**REQUIREMENT**
Copy out exactly the lines from the one containing "Objective — one point per instance of the white trim" through the end of the records, and no pictures.

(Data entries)
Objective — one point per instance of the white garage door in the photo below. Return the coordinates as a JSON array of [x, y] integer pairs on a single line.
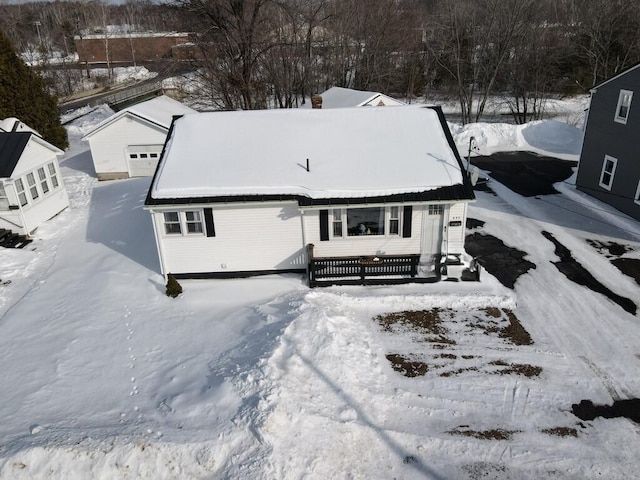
[[143, 159]]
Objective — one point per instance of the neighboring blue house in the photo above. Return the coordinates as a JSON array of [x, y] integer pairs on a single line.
[[609, 167]]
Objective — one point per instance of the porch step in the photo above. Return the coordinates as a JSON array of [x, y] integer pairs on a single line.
[[8, 239]]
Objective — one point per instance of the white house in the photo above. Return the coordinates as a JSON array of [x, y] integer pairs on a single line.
[[339, 97], [128, 144], [31, 186], [344, 194]]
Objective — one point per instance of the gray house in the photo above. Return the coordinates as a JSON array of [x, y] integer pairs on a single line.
[[609, 168]]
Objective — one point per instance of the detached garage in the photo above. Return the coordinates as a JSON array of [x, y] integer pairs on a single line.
[[129, 143]]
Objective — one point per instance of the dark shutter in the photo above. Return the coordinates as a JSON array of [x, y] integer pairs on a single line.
[[208, 222], [406, 221], [324, 225]]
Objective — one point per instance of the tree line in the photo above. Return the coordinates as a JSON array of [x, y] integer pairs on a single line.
[[275, 53]]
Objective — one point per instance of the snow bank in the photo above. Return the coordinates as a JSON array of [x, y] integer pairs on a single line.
[[546, 137]]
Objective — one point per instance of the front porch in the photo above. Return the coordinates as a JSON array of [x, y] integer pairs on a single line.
[[387, 269]]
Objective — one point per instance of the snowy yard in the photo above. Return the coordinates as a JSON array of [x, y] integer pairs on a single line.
[[105, 377]]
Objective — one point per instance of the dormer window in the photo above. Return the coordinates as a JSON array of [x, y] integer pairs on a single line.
[[624, 104]]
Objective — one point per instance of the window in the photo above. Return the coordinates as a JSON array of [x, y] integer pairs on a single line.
[[53, 175], [21, 195], [356, 222], [436, 209], [4, 201], [394, 220], [33, 189], [172, 223], [194, 221], [624, 104], [608, 171], [43, 180], [337, 223], [189, 222]]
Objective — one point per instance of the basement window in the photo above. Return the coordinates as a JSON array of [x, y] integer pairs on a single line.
[[608, 171], [42, 176], [53, 174], [194, 221], [172, 223], [22, 196], [624, 104], [33, 189], [4, 201]]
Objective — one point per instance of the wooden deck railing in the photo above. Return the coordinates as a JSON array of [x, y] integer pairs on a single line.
[[364, 270]]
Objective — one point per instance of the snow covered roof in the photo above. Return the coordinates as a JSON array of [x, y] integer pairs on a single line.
[[159, 110], [624, 72], [354, 153], [12, 124], [338, 97]]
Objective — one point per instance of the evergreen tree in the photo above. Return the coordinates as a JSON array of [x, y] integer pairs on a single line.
[[24, 95]]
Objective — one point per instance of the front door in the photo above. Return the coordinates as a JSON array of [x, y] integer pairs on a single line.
[[433, 226]]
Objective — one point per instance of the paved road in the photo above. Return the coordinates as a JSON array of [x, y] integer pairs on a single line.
[[526, 173]]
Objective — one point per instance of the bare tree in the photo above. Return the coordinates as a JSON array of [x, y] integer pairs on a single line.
[[473, 42]]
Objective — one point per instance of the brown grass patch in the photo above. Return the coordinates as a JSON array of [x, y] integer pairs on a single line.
[[492, 312], [408, 368], [517, 368], [494, 434], [515, 332]]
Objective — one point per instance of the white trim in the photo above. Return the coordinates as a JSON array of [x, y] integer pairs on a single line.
[[621, 97], [183, 223], [345, 225], [614, 161]]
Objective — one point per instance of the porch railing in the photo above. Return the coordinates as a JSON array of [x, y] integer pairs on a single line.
[[363, 270]]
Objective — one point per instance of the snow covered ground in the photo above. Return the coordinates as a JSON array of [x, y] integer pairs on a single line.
[[105, 377]]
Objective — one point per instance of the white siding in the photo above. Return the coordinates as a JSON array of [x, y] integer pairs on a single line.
[[365, 245], [44, 208], [109, 145], [26, 219], [33, 156], [247, 238], [456, 234]]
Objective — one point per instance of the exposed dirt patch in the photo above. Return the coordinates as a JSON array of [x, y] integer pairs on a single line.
[[628, 266], [575, 272], [526, 173], [561, 431], [424, 322], [473, 223], [505, 263], [515, 332], [586, 410], [445, 357], [614, 251], [610, 249], [494, 434], [408, 368], [517, 368]]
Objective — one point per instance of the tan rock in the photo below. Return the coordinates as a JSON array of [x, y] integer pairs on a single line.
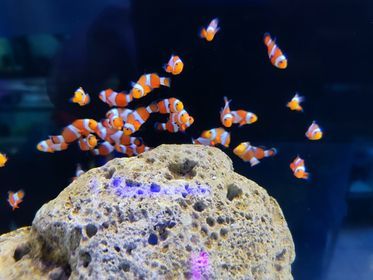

**EXERCISE ANSWER**
Objective — one point per instance of the white trim in the photo above. Return the coordinates as a JSON array of [x, y] integer pairs on a single line.
[[621, 97], [183, 223], [345, 225], [614, 161]]
Objective — one point per instance of the porch railing in the photo above. Return the coordinates as a JSON array of [x, y] integer pairs on a single line.
[[363, 270]]
Objective — one point per instance of the snow covered ground in the photo above. Return the coordinates as a JSON array of [x, y] integer pairs on a single line.
[[105, 377]]
Objective — one point per instance of the white siding in the photo above. Return the coordinates as a JSON array of [x, y] integer pairs on a single line.
[[365, 245], [44, 208], [109, 145], [26, 219], [33, 156], [247, 238], [456, 234]]
Objective — one point per instance of the exposed dirt patch in the photo above. Return the coordinates as a JSON array of [x, y] integer pairs on a single line.
[[628, 266], [575, 272], [526, 173], [561, 431], [424, 322], [473, 223], [505, 263], [515, 332], [586, 410], [445, 357], [614, 251], [610, 249], [494, 434], [408, 368], [517, 368]]
Objective — one point per instance of the tan rock in the photo below. Return the coordinates as a JSON array of [x, y] integer pairs on a single line.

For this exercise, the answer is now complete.